BRIEF: Collect every line in the records below that contains the word "riverbank".

══════

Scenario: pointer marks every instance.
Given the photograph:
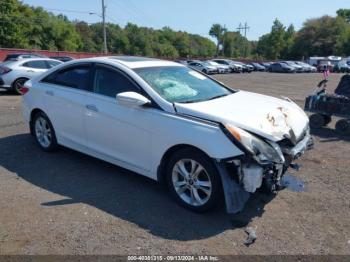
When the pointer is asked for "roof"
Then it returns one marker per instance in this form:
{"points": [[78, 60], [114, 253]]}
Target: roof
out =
{"points": [[138, 62]]}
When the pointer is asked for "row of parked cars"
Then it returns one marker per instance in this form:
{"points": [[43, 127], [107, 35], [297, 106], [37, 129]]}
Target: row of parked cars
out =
{"points": [[17, 69], [223, 66]]}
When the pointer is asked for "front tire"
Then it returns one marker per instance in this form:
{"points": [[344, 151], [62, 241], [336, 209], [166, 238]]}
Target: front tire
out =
{"points": [[193, 180], [44, 132]]}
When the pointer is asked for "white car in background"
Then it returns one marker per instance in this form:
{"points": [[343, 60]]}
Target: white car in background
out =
{"points": [[170, 123], [222, 69], [14, 73], [203, 67]]}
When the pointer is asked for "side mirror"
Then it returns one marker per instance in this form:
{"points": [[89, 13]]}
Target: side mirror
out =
{"points": [[132, 99]]}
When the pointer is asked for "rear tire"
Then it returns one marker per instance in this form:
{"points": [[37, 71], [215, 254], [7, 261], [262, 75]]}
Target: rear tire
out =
{"points": [[17, 85], [193, 180], [44, 132], [343, 127]]}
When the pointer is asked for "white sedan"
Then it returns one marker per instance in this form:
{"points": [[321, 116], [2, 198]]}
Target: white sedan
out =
{"points": [[14, 73], [170, 123]]}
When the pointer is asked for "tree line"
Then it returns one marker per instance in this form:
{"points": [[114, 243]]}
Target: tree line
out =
{"points": [[23, 26]]}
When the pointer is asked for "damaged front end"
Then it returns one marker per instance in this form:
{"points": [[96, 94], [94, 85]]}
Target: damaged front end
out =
{"points": [[263, 164]]}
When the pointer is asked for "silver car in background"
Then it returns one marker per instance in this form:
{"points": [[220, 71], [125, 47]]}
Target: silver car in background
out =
{"points": [[204, 67], [308, 68], [13, 74]]}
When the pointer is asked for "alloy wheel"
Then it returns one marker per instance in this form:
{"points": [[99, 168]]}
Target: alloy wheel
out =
{"points": [[191, 182], [43, 132]]}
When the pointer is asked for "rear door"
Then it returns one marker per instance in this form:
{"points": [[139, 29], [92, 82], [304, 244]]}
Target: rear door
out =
{"points": [[65, 92], [119, 132]]}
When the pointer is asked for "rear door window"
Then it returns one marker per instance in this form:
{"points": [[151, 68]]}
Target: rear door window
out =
{"points": [[110, 82], [39, 64], [75, 77], [51, 63]]}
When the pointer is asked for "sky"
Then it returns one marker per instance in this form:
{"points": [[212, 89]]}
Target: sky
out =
{"points": [[197, 16]]}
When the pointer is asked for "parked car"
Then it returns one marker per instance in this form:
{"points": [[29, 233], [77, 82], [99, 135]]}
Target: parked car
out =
{"points": [[204, 67], [183, 62], [324, 65], [266, 65], [234, 67], [16, 57], [307, 67], [246, 68], [222, 69], [63, 59], [170, 123], [13, 74], [298, 68], [258, 67], [341, 67], [281, 68]]}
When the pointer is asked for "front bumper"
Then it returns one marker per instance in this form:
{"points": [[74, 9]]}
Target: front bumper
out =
{"points": [[252, 174], [3, 84], [299, 149]]}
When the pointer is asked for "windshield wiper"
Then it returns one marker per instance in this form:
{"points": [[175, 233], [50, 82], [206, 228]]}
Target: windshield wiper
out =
{"points": [[215, 97]]}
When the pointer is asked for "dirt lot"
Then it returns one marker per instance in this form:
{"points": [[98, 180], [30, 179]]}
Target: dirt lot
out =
{"points": [[69, 203]]}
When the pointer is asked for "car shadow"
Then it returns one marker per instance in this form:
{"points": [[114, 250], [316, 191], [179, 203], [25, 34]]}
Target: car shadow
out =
{"points": [[328, 135], [82, 179]]}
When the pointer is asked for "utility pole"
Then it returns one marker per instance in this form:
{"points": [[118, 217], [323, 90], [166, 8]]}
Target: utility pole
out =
{"points": [[245, 28], [105, 50]]}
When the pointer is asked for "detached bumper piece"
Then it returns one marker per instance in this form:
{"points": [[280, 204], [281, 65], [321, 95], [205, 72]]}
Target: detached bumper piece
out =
{"points": [[299, 149], [240, 177]]}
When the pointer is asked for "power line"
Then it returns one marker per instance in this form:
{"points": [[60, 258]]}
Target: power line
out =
{"points": [[104, 27], [68, 11], [245, 28]]}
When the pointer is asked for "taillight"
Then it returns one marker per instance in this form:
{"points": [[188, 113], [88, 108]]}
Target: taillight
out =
{"points": [[23, 90], [4, 70]]}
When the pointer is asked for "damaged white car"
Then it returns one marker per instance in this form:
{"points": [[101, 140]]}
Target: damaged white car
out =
{"points": [[170, 123]]}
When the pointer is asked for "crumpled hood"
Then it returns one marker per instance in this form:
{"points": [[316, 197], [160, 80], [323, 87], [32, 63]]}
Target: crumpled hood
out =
{"points": [[269, 117]]}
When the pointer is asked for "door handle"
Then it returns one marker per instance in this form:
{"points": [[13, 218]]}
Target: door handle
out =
{"points": [[50, 93], [92, 108]]}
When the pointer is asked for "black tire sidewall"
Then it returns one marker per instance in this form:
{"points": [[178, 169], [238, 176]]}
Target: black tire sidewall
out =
{"points": [[339, 127], [53, 145], [207, 163], [14, 89]]}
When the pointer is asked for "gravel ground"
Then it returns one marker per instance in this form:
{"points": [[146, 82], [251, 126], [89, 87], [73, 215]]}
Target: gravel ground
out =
{"points": [[70, 203]]}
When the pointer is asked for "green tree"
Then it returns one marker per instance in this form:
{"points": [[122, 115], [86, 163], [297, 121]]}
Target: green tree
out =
{"points": [[11, 29], [322, 36], [344, 13]]}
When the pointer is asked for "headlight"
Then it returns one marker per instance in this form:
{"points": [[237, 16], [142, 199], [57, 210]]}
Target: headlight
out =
{"points": [[262, 150]]}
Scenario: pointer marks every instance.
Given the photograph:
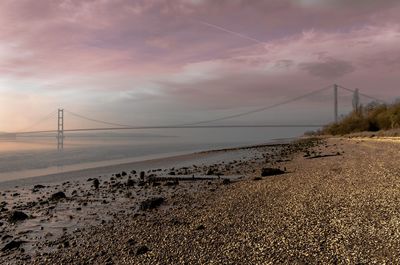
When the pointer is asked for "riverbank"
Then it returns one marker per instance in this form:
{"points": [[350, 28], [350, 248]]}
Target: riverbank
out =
{"points": [[336, 203]]}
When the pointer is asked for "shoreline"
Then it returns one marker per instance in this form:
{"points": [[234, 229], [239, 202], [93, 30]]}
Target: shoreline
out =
{"points": [[142, 163], [336, 202], [120, 191]]}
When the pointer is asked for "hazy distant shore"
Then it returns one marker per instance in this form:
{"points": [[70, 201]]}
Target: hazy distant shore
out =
{"points": [[337, 202], [90, 170]]}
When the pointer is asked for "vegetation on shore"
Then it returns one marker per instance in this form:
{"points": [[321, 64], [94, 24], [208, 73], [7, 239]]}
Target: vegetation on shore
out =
{"points": [[370, 118]]}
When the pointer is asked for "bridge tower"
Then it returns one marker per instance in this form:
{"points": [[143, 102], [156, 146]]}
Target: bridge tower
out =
{"points": [[60, 129], [356, 101], [335, 90]]}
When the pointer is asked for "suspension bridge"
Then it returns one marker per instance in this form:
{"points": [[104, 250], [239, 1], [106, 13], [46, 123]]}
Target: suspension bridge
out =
{"points": [[112, 126]]}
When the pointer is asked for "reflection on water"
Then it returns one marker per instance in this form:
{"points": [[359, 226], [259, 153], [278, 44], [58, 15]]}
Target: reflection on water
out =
{"points": [[39, 153]]}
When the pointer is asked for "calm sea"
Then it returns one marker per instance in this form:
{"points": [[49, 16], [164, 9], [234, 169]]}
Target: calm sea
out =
{"points": [[38, 155]]}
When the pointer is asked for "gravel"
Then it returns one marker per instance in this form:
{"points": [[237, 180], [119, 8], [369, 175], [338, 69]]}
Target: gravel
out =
{"points": [[335, 209]]}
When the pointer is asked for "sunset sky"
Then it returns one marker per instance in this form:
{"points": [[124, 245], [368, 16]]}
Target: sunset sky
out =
{"points": [[149, 62]]}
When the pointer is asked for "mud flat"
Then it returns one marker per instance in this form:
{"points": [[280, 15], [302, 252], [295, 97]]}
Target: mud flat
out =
{"points": [[331, 201]]}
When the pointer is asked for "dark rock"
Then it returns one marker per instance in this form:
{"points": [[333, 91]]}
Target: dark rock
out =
{"points": [[17, 216], [130, 182], [14, 244], [131, 241], [142, 250], [151, 203], [226, 181], [58, 196], [171, 183], [210, 172], [6, 237], [269, 171], [200, 227], [96, 183]]}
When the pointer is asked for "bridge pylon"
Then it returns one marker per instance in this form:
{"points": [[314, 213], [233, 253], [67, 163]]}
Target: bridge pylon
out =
{"points": [[335, 107], [60, 129]]}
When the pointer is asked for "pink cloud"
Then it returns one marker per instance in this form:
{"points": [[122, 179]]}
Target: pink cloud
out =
{"points": [[136, 50]]}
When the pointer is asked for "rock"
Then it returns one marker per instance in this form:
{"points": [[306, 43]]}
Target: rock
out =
{"points": [[96, 183], [142, 250], [58, 196], [269, 171], [226, 181], [14, 244], [130, 183], [200, 227], [17, 216], [210, 172], [151, 203], [131, 241]]}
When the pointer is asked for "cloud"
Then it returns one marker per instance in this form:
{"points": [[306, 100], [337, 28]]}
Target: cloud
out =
{"points": [[120, 51], [329, 68]]}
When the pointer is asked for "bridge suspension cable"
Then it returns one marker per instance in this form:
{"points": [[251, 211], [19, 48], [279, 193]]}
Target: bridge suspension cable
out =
{"points": [[362, 94], [259, 109], [46, 117], [96, 120]]}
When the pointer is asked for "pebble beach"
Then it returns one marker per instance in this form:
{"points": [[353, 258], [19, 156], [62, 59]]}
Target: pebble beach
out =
{"points": [[313, 201]]}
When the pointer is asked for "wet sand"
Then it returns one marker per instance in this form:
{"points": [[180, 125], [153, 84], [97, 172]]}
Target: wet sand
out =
{"points": [[336, 203]]}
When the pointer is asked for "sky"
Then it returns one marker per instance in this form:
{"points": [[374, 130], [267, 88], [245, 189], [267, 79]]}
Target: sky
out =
{"points": [[160, 62]]}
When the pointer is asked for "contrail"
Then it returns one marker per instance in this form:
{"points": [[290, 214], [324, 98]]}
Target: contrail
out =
{"points": [[230, 31]]}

══════

CORRECT RESULT:
When the pointer is asked for "riverbank"
Target: riverbank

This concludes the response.